**DIRECTIONS FOR THIS TASK**
Copy out all of the data below, line for line and word for word.

**ITEMS**
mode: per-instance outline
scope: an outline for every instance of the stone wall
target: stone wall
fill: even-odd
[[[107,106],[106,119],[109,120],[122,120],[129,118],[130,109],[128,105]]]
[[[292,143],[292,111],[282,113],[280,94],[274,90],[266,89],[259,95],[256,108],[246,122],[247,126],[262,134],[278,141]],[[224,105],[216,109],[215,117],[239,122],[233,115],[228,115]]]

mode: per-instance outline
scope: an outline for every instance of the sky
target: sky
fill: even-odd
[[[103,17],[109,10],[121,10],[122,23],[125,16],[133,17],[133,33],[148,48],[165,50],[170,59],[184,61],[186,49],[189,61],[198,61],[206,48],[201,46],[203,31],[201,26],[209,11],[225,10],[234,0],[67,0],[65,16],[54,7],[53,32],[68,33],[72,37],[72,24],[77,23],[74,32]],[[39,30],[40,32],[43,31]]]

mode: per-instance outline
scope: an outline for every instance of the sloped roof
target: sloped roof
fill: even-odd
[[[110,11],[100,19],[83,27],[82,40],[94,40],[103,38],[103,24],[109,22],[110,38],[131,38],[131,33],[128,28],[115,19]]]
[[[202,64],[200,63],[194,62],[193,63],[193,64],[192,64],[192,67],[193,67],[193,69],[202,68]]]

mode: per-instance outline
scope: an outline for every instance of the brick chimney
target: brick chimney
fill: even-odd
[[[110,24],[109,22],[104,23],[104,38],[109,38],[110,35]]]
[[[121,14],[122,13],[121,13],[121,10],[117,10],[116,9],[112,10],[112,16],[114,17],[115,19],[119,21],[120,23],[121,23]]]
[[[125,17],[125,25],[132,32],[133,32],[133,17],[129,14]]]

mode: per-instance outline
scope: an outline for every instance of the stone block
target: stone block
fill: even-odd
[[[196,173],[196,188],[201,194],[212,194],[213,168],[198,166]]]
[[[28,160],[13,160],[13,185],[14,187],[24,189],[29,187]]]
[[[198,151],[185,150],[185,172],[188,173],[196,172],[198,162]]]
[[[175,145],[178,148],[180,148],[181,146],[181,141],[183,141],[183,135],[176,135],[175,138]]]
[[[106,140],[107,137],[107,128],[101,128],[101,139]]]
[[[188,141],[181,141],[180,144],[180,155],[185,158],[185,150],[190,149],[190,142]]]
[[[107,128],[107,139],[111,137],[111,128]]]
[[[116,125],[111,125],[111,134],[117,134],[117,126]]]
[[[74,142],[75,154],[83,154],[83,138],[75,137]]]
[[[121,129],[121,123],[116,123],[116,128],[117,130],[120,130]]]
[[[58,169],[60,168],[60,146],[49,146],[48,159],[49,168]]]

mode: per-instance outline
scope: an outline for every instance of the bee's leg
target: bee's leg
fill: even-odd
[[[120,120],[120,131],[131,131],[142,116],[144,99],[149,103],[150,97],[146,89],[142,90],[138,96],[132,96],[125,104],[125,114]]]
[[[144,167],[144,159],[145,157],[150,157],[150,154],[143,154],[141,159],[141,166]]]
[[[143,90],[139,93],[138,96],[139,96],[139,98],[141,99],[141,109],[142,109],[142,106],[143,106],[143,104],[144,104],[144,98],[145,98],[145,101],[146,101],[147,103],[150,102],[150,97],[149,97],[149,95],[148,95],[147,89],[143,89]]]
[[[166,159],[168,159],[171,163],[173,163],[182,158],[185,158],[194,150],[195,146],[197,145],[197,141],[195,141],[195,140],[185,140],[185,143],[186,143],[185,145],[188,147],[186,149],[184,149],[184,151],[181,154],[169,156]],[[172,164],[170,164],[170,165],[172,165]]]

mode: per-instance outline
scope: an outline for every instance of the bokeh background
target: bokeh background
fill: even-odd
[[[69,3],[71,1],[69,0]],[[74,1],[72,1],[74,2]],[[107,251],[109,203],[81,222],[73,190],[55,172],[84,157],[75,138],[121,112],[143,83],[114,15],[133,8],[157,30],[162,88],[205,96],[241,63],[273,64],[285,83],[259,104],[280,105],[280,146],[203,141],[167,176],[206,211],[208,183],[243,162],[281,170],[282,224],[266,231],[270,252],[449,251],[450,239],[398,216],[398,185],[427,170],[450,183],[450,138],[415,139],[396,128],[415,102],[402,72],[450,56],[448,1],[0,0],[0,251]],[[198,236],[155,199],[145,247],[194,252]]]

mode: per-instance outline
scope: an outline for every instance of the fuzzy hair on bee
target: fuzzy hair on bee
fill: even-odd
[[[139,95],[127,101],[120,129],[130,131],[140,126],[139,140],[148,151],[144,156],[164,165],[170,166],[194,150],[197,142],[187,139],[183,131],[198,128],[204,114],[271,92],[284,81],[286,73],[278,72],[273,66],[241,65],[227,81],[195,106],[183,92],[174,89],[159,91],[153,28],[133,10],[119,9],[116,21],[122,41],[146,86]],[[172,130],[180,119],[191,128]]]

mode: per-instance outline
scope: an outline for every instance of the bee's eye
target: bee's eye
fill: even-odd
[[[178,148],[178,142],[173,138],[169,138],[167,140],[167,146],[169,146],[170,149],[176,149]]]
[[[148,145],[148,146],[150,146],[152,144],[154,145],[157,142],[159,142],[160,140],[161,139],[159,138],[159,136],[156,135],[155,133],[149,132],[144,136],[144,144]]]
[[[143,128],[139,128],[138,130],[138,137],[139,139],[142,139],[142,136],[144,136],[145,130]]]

**THE REPLY**
mode: per-instance outline
scope: an outline for every instance of the stone wall
target: stone wall
fill: even-odd
[[[107,106],[106,119],[109,120],[122,120],[129,118],[130,109],[128,105]]]
[[[292,143],[292,111],[282,113],[280,94],[274,90],[266,89],[259,95],[256,108],[246,122],[247,126],[262,134],[278,141]],[[224,105],[216,109],[215,117],[239,122],[233,115],[228,115]]]

mode: per-instance outline
scope: an outline for every instance of the sky
target: sky
fill: even-odd
[[[103,17],[109,10],[121,10],[122,23],[125,16],[133,17],[133,33],[148,48],[165,50],[170,59],[184,61],[186,49],[189,61],[198,61],[206,48],[201,46],[203,31],[201,26],[209,11],[225,10],[234,0],[67,0],[65,16],[54,7],[53,32],[68,33],[72,37],[72,24],[77,23],[74,32]],[[39,30],[40,32],[43,31]]]

mode: per-instance outline
scope: an outline for every instance of the sloped roof
target: sloped roof
fill: even-odd
[[[110,11],[100,19],[83,27],[82,40],[94,40],[103,38],[103,24],[109,22],[110,38],[131,38],[131,33],[128,28],[115,19]]]
[[[202,64],[200,63],[194,62],[193,63],[193,64],[192,64],[192,67],[193,67],[193,69],[202,68]]]

mode: per-instance outline
scope: an outline for every instance of the brick chimney
target: brick chimney
fill: even-odd
[[[110,24],[109,22],[104,23],[104,38],[109,38],[110,35]]]
[[[121,14],[122,13],[121,13],[121,10],[117,10],[116,9],[112,10],[112,16],[114,17],[115,19],[119,21],[120,23],[121,23]]]
[[[125,17],[125,25],[132,32],[133,32],[133,17],[129,14]]]

mode: per-instance outline
scope: an outline for every instance of the stone block
target: stone block
fill: even-odd
[[[196,173],[196,188],[201,194],[212,194],[213,168],[198,166]]]
[[[28,160],[13,160],[13,185],[14,187],[24,189],[29,187]]]
[[[198,151],[185,150],[185,172],[188,173],[196,172],[198,162]]]
[[[175,145],[178,148],[180,148],[181,146],[181,141],[183,141],[183,135],[176,135],[175,138]]]
[[[106,140],[107,137],[107,128],[101,128],[101,139]]]
[[[188,141],[181,141],[180,144],[180,155],[185,158],[185,150],[190,149],[190,142]]]
[[[107,128],[107,139],[111,137],[111,128]]]
[[[116,125],[111,125],[111,134],[117,134],[117,126]]]
[[[74,142],[75,154],[83,154],[83,138],[75,137]]]
[[[121,129],[121,123],[116,123],[116,128],[117,130],[120,130]]]
[[[58,169],[60,168],[60,146],[49,146],[48,159],[49,168]]]

mode: per-instance outline
scope: an outline for every instance of the bee's leg
target: bee's leg
fill: even-odd
[[[120,120],[120,131],[131,131],[142,116],[144,99],[149,103],[150,97],[146,89],[142,90],[138,96],[132,96],[125,104],[125,114]]]
[[[144,167],[144,159],[145,157],[150,157],[150,154],[143,154],[141,159],[141,166]]]
[[[143,90],[139,93],[138,96],[139,96],[139,98],[141,99],[141,109],[142,109],[142,106],[143,106],[143,104],[144,104],[144,98],[145,98],[145,101],[146,101],[147,103],[150,102],[150,97],[149,97],[149,95],[148,95],[147,89],[143,89]]]
[[[166,159],[168,159],[171,163],[173,163],[182,158],[185,158],[194,150],[195,146],[197,145],[197,141],[195,141],[195,140],[185,140],[185,143],[186,143],[185,145],[188,147],[186,149],[184,149],[184,151],[181,154],[169,156]],[[172,164],[170,164],[170,165],[172,165]]]

mode: per-instance outline
scope: an outline for every instance of the bokeh background
target: bokeh background
fill: even-odd
[[[69,3],[71,1],[69,0]],[[74,1],[72,1],[74,2]],[[107,251],[109,203],[81,222],[73,190],[55,172],[84,157],[75,138],[121,112],[143,83],[114,15],[133,8],[157,30],[162,88],[205,96],[241,63],[273,64],[285,83],[259,104],[280,105],[280,146],[203,141],[167,176],[206,211],[208,183],[243,162],[281,170],[282,224],[266,231],[270,252],[449,251],[450,239],[398,216],[398,185],[427,170],[450,183],[450,138],[415,139],[396,128],[415,102],[402,72],[450,56],[448,1],[0,0],[0,251]],[[198,236],[155,199],[145,247],[194,252]]]

mode: per-instance outline
scope: an outline for every instance of the fuzzy hair on bee
target: fuzzy hair on bee
fill: even-odd
[[[139,95],[127,101],[120,129],[130,131],[140,126],[139,140],[148,151],[144,156],[164,165],[170,166],[194,150],[197,142],[187,139],[183,131],[198,128],[204,114],[271,92],[284,81],[286,73],[278,72],[273,66],[241,65],[227,81],[195,106],[183,92],[174,89],[159,91],[153,28],[133,10],[119,9],[116,21],[122,41],[146,86]],[[172,130],[180,119],[191,128]]]

mode: per-instance outline
scope: an outline for every instance of the bee's eye
target: bee's eye
fill: even-odd
[[[178,148],[178,142],[173,138],[169,138],[167,140],[167,146],[169,146],[170,149],[176,149]]]
[[[148,145],[148,146],[150,146],[152,144],[154,145],[157,142],[159,142],[160,140],[161,139],[159,138],[159,136],[156,135],[155,133],[149,132],[144,136],[144,144]]]
[[[143,128],[139,128],[138,130],[138,137],[139,139],[142,139],[142,136],[144,136],[145,130]]]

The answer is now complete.